→ Exercise instructions:
In the forum thread below about feeling like you're in church, what did NaphtaliPress's congregation call the building it had owned since 1985?

# Feeling like you're in church



## MW (Jul 21, 2006)

Taking it for granted that the main emphasis should be on Word, sacraments and prayer, is it wrong, secondarily, to desire to worship in a traditional-type building with pews and pulpit? Would it be wrong for a church to deliberately choose an old building with pews and pulpit so that people might feel like they are in church?


----------



## panta dokimazete (Jul 21, 2006)

no - but there should be a plan to mature the body on the difference between a church building and the church visible and invisible.


-JD


----------



## wsw201 (Jul 21, 2006)

> _Originally posted by armourbearer_
> Taking it for granted that the main emphasis should be on Word, sacraments and prayer, is it wrong, secondarily, to desire to worship in a traditional-type building with pews and pulpit? Would it be wrong for a church to deliberately choose an old building with pews and pulpit so that people might feel like they are in church?



That's the way I like it. :bigsmile:


----------



## NaphtaliPress (Jul 21, 2006)

All things being equal I'm not sure what is wrong with preferring what is comfortable and customary, as long as it is a possible and prudent choice (ie factoring in finances and other circumstances etc). Having recently moved from what we affectionately (?) called our "German bunker" building which we owned since 1985 to an actual church building, I have to say I certainly prefer it acoustically and from most all other aspects. It just took time; and in God's good providence we bought the new building and sold the old one and are debt free with still money in the bank.


----------



## Ivan (Jul 21, 2006)

> _Originally posted by wsw201_
> 
> 
> > _Originally posted by armourbearer_
> ...



 and


----------



## Scott (Jul 21, 2006)

→ Data section:

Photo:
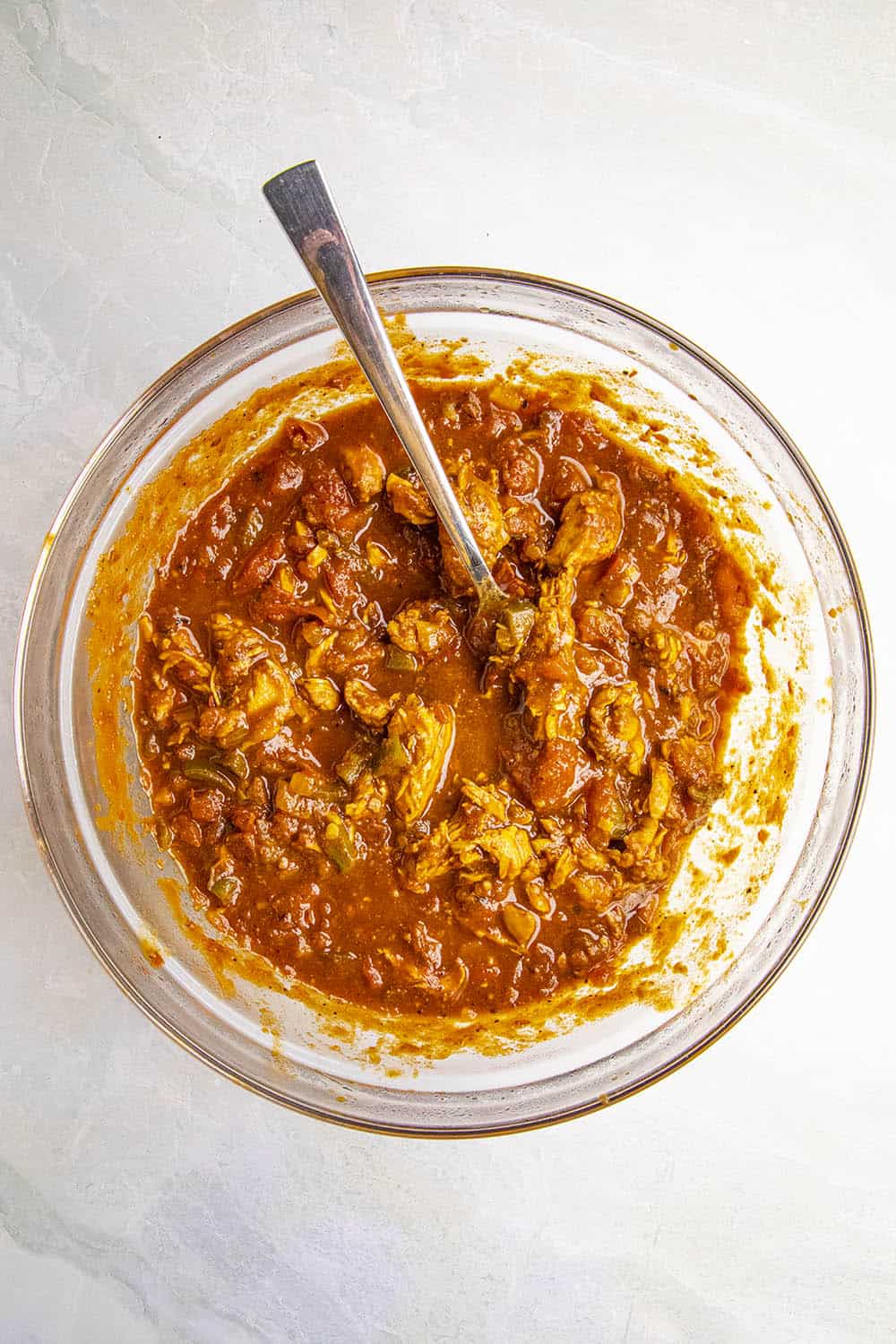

→ Solution:
The "German bunker"